ENTRIES SHOWN:
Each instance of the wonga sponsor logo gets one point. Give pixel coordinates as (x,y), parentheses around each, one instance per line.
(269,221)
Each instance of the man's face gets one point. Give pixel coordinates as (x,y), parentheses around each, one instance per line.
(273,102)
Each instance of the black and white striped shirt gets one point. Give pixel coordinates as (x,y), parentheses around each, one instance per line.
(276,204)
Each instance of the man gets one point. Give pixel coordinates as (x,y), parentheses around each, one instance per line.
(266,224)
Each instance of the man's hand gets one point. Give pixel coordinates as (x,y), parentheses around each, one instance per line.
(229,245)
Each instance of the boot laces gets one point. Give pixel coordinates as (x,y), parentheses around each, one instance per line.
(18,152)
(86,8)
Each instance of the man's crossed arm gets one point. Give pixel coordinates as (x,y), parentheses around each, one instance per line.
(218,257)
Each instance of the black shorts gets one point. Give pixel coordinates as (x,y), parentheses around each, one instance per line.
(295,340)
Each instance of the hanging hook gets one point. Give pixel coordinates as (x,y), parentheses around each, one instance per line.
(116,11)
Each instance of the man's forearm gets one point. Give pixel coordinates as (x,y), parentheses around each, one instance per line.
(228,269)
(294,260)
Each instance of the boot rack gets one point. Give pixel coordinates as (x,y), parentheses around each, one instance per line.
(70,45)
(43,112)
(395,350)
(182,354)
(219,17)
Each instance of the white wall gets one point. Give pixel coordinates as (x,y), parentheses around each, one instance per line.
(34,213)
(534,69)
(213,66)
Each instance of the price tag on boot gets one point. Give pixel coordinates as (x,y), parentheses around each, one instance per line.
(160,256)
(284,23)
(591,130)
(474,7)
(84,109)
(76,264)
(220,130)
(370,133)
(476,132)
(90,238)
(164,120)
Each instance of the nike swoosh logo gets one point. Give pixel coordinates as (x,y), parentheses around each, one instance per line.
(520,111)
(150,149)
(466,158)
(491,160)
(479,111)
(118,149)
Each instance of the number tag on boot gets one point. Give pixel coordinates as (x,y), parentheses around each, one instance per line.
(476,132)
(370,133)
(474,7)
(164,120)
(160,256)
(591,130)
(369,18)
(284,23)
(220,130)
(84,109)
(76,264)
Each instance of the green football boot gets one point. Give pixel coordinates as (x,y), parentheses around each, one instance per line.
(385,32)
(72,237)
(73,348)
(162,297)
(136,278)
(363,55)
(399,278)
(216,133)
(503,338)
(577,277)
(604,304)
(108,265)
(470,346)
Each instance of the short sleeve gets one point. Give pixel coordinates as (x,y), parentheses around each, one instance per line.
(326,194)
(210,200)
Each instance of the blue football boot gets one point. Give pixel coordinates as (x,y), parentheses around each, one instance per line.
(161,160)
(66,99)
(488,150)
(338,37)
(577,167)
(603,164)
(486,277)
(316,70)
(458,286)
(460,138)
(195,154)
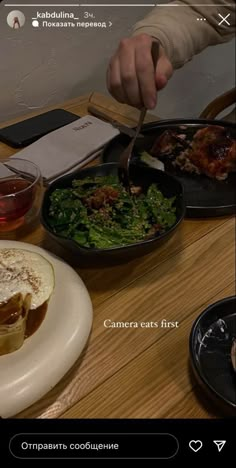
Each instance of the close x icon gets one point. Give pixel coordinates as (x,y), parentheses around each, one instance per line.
(224,19)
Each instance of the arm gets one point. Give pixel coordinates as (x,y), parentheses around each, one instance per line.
(131,76)
(179,32)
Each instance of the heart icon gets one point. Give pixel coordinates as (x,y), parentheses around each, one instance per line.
(195,445)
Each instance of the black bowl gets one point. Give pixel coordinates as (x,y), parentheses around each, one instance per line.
(144,177)
(204,197)
(210,344)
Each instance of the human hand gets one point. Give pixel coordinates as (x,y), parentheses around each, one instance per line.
(131,77)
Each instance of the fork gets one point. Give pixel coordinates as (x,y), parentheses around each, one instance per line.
(125,157)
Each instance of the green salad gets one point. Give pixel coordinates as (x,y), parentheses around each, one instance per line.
(98,212)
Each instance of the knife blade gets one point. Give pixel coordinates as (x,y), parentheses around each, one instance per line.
(121,127)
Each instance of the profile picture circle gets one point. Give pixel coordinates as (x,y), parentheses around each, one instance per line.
(16,19)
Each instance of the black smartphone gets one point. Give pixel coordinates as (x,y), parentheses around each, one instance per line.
(26,132)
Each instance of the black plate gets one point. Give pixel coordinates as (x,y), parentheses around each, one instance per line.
(210,351)
(204,197)
(144,177)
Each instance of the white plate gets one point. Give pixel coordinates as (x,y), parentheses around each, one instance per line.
(27,374)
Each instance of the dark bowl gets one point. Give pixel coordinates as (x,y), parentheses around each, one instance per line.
(210,344)
(144,177)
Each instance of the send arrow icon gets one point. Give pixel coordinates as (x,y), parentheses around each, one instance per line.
(219,444)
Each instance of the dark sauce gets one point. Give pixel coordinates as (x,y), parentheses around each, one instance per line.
(35,319)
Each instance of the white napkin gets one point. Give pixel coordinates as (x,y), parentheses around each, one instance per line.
(69,147)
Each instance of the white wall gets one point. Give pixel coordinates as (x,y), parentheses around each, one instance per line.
(39,67)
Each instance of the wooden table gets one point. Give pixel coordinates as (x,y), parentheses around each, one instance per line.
(143,372)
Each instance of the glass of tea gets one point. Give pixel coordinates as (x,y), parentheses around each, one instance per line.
(20,193)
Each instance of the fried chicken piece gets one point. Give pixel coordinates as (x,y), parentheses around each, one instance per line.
(213,152)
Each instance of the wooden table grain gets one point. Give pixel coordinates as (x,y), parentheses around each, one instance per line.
(142,372)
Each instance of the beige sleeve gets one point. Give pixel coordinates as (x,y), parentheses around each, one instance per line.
(181,34)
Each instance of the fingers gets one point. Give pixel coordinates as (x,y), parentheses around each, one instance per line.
(114,84)
(128,73)
(131,77)
(164,71)
(145,71)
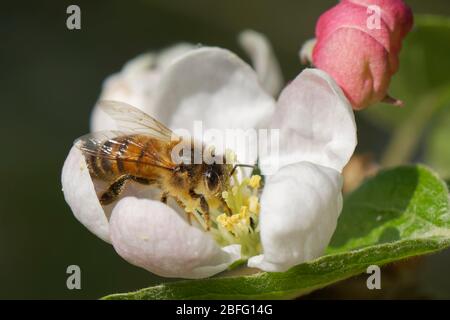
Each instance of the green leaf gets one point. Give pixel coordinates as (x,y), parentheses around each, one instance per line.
(400,213)
(424,68)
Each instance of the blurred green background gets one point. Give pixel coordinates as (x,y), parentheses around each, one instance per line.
(50,79)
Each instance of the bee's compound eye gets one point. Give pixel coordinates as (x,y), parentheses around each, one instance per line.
(212,181)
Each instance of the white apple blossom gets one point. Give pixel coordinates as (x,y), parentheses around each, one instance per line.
(299,205)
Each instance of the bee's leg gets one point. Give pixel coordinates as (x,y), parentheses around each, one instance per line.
(226,207)
(114,190)
(189,214)
(205,208)
(163,198)
(203,205)
(142,180)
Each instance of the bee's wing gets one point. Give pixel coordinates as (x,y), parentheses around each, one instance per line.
(133,120)
(108,145)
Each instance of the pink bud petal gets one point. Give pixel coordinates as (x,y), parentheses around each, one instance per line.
(362,59)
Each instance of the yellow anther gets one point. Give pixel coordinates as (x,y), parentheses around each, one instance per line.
(255,181)
(253,204)
(224,221)
(243,212)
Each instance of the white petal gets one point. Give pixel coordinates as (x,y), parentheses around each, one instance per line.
(300,206)
(258,47)
(136,84)
(214,86)
(80,194)
(152,236)
(316,123)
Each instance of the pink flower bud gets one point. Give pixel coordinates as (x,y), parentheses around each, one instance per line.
(358,44)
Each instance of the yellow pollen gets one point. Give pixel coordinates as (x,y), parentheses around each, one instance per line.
(255,181)
(243,212)
(225,222)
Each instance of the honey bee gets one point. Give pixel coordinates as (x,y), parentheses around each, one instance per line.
(142,153)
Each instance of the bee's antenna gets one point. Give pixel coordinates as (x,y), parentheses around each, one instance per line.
(241,165)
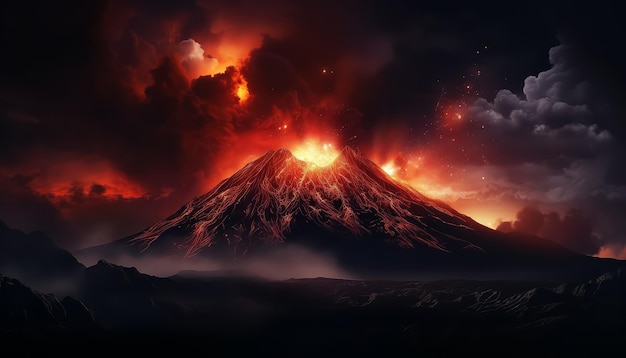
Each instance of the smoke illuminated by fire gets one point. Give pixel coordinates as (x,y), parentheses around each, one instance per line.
(314,152)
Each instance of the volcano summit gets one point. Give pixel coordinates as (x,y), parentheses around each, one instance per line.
(373,225)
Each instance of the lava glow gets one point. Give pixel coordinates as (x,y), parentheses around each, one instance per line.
(242,91)
(320,154)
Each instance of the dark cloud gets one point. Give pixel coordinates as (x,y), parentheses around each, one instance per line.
(573,230)
(120,89)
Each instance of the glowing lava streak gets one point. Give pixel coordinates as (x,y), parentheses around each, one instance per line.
(319,154)
(242,90)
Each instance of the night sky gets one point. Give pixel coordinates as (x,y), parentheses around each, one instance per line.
(115,113)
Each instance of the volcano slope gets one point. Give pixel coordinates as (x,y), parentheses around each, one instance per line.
(372,225)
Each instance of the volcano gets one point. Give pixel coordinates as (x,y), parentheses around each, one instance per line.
(351,209)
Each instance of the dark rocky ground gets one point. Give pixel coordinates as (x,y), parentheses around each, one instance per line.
(109,310)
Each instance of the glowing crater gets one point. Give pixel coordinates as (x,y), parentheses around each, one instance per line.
(316,153)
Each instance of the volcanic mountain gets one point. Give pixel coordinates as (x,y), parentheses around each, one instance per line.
(372,224)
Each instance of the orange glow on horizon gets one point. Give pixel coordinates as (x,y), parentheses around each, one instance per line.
(315,152)
(242,91)
(73,179)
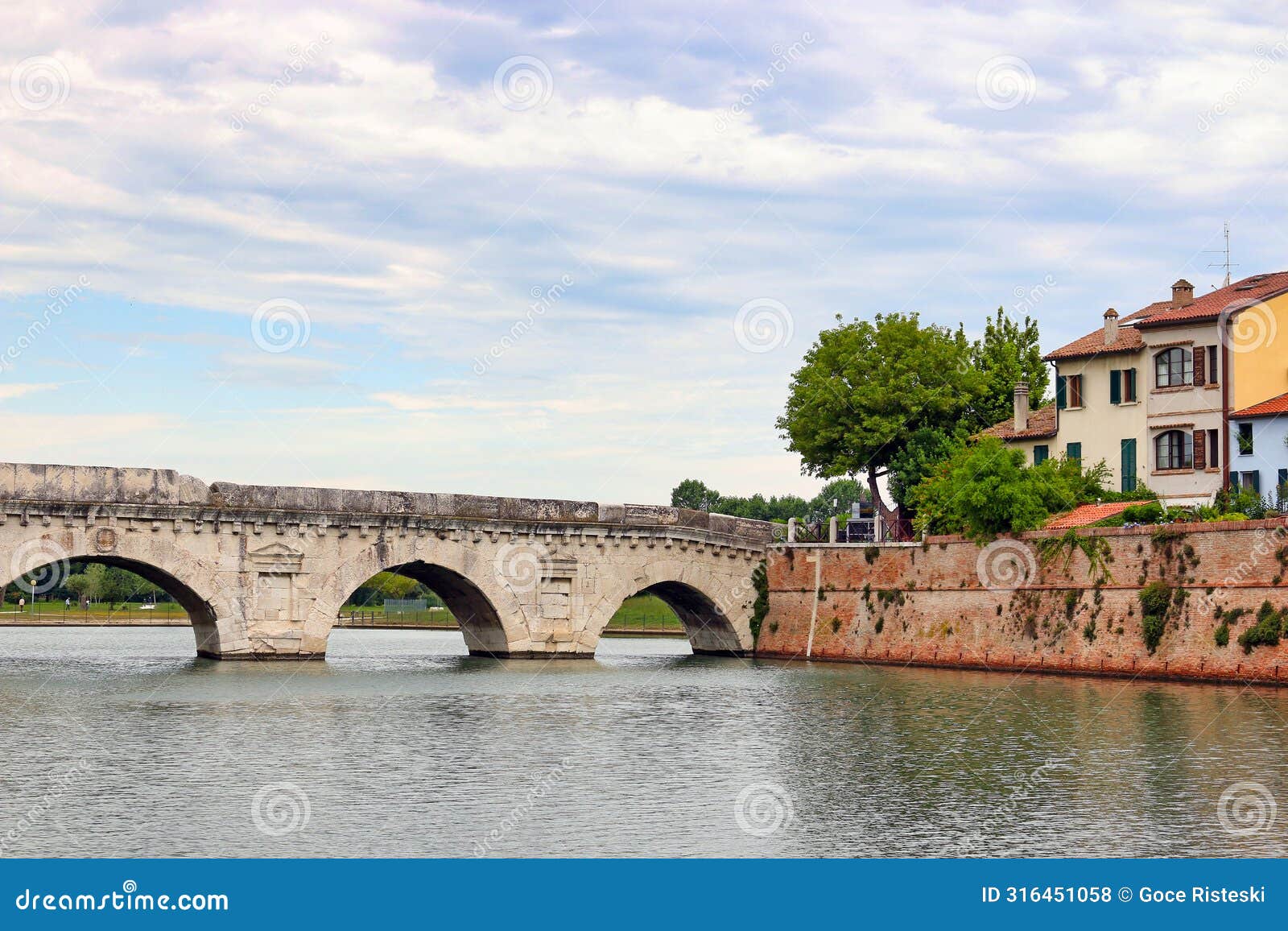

REQUEST:
Show each line of the records above that contains the string "sleeve". Matching is case-sensitive.

FINAL RESULT:
Each instance of the short sleeve gets one point. Give pixel coordinates as (x,y), parentheses around each, one instance per line.
Each instance of the beige sleeve gets one point. Give pixel coordinates as (x,y), parentheses around each, one instance per line.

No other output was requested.